EXERCISE INSTRUCTIONS: Reproduce the line containing "column 59, row 422" and every line after it through the end of the records. Include nothing else.

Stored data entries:

####################

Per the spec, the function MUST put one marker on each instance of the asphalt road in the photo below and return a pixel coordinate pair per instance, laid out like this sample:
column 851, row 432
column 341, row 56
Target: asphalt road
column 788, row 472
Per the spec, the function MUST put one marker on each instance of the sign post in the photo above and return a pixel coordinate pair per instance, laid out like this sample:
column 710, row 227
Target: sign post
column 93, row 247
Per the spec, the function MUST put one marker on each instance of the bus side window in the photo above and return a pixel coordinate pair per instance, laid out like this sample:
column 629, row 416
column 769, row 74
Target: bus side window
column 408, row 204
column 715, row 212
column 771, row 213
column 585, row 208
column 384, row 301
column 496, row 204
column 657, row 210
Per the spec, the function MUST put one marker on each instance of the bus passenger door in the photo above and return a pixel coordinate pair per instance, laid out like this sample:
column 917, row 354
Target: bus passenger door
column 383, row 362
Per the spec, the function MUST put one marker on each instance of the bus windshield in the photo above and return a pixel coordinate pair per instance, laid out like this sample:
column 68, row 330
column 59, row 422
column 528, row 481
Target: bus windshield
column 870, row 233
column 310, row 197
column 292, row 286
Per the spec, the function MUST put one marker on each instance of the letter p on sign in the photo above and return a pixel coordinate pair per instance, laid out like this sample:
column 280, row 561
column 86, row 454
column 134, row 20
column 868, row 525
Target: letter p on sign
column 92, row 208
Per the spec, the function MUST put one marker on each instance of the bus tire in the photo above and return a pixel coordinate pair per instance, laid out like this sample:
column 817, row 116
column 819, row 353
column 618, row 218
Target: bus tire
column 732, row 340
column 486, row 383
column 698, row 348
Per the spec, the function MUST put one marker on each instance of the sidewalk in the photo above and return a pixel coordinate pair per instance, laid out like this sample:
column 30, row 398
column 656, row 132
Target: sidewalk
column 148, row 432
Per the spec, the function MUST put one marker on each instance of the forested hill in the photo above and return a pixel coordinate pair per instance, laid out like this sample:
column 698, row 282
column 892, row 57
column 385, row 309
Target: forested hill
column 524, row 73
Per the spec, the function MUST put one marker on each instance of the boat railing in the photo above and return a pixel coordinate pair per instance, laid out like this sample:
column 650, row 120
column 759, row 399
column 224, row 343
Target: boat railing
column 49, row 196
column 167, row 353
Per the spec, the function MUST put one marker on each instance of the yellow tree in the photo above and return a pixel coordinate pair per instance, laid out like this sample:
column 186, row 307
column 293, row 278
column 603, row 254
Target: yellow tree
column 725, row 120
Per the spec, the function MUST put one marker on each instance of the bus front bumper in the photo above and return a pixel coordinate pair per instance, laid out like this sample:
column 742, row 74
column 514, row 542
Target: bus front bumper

####################

ANSWER BOX:
column 59, row 422
column 528, row 481
Target: bus windshield
column 870, row 233
column 310, row 197
column 292, row 286
Per the spec, the function MUST put one marker on each instance of the letter p on sign in the photo above and return a pixel coordinate pair per instance, laid out like this sample:
column 280, row 561
column 86, row 454
column 134, row 20
column 868, row 525
Target: letter p on sign
column 92, row 208
Per the spec, the function MUST put one marker on each instance of the bus tire in the photo above and return a pixel coordinate pair per instance, laid out like this sample:
column 817, row 116
column 819, row 353
column 618, row 218
Target: bus tire
column 732, row 340
column 486, row 383
column 698, row 348
Per the spec, the function MUST put one marker on each instance of the sidewalk in the photo above and return a pixel coordinate pair per instance, laid out like this sample:
column 30, row 398
column 656, row 132
Target: sidewalk
column 148, row 432
Per the spec, the function MUST put one marker on each instance of the forested hill in the photo above and return a pixel coordinate pair per instance, laid out like this sample:
column 698, row 282
column 892, row 57
column 385, row 309
Target: forested hill
column 524, row 73
Per the spec, the function MUST put one marker on each instance of the boat railing in the photo above and return a pixel coordinate pair per instance, laid out like this sample:
column 650, row 120
column 759, row 399
column 224, row 343
Target: boat railing
column 49, row 196
column 167, row 353
Per the spec, the function MUST put one marker on each instance of the yellow tree in the photo above and return a pixel coordinate pair per instance, laid out like this sample:
column 186, row 307
column 293, row 278
column 603, row 254
Target: yellow tree
column 725, row 120
Per the spec, the function MUST put one marker on each instance of the bus front bumper in the photo above and return a pixel coordinate pair per instance, laid out like this sample:
column 742, row 74
column 514, row 542
Target: bus front bumper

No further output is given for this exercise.